§ **Énoncé**: Pourriez-vous écrire la suite du compte rendu ci-dessous, consacré au débat toulousain sur les « architectures de la peur », à partir de sa dernière phrase ?

§ **Extrait choisi**:
★ ★ ★ ★ ★
Une soixantaine de personnes étaient rassemblées mercredi 5 octobre au Vieux Temple de Toulouse pour débattre des "architectures de la peur".

Yves Le Pestipon a introduit la séance en expliquant comment  il a vu surgir la demande de grilles destinées à protéger sa copropriété. Président du conseil syndical, il a tenté de maintenir les passages ouverts, mais en vain. La peur des voleurs, des pédophiles, ou des SDF était trop forte. Les grilles ont été érigées, comme il s'en érige partout à Toulouse et en France. Il en a tiré un texte - "le Temps des grilles "- publié en divers lieux, et qu'il lit. C'est un constat et une protestation.

 

Gillles Hermman, aménageur architecte de l'OPPIDEA, dit son accord sur l'existence du phénomène "grilles",  et son inquiétude devant les malheurs sociaux qu'elles rendent manifestes. Il analyse la multiplication des résidences sécurisées. Il montre comment elles répondent à une demande, et comment - le plus souvent - on bâtit pour répondre sans réflexion d'ensemble à une demande. Il souligne que quatre vingt pour cent des appartements que l'on construit à Toulouse sont financés par des politiques de défiscalisation. Ils ne sont pas payés, ni achetés par leurs habitants, mais par des investisseurs, qui ne les connaissent pas, ou à peine, qui passent par des agences, qui ne rencontrent pas leurs locataires, qui sont quant à eux contraints d'habiter dans des appartements conçus pour satisfaire une demande de défiscalisation. Aussi l'espace urbain  devient-il peu vivable, engendrant des malaises qui amplifient les effets des inégaliltés sociales. Se créent ainsi des quartiers plus ou moins ghettoïsés, comme le Mirail à Toulouse, qui, à leur tour, alimentent les peurs, et font apparaître des grilles.
★ ★ ★ ★ ★
§ **Lignes fournies**:
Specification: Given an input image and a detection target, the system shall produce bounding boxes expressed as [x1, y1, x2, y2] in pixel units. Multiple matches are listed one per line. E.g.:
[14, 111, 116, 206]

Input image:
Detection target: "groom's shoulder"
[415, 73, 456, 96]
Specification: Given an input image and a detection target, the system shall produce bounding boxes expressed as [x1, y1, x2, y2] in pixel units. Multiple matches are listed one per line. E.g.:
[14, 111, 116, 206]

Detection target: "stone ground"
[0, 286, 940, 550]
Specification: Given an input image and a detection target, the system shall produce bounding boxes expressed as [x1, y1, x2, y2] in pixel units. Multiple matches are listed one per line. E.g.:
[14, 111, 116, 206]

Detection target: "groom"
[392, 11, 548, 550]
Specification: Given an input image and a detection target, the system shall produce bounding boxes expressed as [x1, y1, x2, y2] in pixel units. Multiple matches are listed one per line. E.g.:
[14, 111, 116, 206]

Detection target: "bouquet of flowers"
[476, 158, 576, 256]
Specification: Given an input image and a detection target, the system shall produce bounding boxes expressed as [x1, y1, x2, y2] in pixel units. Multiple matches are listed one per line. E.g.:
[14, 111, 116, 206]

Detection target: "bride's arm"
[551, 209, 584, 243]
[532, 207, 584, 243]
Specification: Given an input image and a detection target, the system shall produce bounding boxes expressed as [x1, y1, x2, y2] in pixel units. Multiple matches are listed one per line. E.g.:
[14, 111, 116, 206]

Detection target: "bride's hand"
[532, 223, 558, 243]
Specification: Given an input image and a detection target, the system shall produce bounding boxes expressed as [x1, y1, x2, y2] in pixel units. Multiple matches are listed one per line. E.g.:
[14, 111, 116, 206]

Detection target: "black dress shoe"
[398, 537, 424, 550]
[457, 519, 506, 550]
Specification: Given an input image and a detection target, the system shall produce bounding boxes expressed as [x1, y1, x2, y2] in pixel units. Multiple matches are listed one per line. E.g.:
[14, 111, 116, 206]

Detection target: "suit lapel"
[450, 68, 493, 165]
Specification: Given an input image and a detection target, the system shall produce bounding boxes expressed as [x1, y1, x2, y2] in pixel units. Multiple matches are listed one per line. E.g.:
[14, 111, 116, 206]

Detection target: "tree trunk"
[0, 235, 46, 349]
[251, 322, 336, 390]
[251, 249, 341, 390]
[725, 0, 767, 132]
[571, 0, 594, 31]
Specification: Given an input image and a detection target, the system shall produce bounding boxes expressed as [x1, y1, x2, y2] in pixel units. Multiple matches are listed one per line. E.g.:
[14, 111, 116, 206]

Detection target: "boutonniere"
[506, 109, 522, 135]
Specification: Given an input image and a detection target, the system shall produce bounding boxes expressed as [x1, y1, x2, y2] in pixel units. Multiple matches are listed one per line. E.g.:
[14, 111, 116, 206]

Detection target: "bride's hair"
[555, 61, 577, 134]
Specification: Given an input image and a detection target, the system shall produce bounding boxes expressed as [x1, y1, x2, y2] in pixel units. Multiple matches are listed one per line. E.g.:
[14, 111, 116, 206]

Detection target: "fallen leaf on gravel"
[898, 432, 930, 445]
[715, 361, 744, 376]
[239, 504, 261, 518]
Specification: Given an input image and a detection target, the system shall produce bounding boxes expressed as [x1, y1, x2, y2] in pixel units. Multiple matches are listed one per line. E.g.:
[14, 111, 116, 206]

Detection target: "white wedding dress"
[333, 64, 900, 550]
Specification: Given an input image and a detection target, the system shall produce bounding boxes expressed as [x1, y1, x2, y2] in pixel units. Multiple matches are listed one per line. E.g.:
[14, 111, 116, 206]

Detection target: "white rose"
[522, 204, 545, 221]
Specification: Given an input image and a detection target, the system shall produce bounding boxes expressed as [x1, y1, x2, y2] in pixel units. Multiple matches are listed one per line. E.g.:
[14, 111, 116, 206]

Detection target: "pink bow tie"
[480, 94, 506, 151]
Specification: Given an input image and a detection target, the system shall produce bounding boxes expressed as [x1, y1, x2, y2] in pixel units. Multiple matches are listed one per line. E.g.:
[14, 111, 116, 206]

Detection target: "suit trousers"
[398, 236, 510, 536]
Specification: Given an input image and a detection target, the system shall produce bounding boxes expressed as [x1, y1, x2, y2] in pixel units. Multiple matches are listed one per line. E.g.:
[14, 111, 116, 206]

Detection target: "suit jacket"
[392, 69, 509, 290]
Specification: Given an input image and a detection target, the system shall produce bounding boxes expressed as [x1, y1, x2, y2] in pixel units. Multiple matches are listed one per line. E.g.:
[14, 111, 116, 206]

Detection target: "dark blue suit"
★ ★ ★ ★ ★
§ **Réponse ci-dessous**:
Stéphane Gruet, philosophe et architecte, reprend et confirme ces analyses. Il insiste néammoins sur l'utilité de placer des limites, des seuils, comme il en existe dans les cellules vivantes. Il met fortement l'accent sur la nécessité de créer ou de recréer des communautés intermédiaires entre la famille et l'Etat, qui seraient des communautés locales, telles que leurs membres partageraient des activités, des modes de vie, des espaces... Il fait aussi une analyse sévère des effets du marché qui aboutissent à des catastrophes urbaines générant la peur, et il souligne qu'il y  a - du moins en France - une forte inculture architecturale, qui empêche parfois des choix  judicieux.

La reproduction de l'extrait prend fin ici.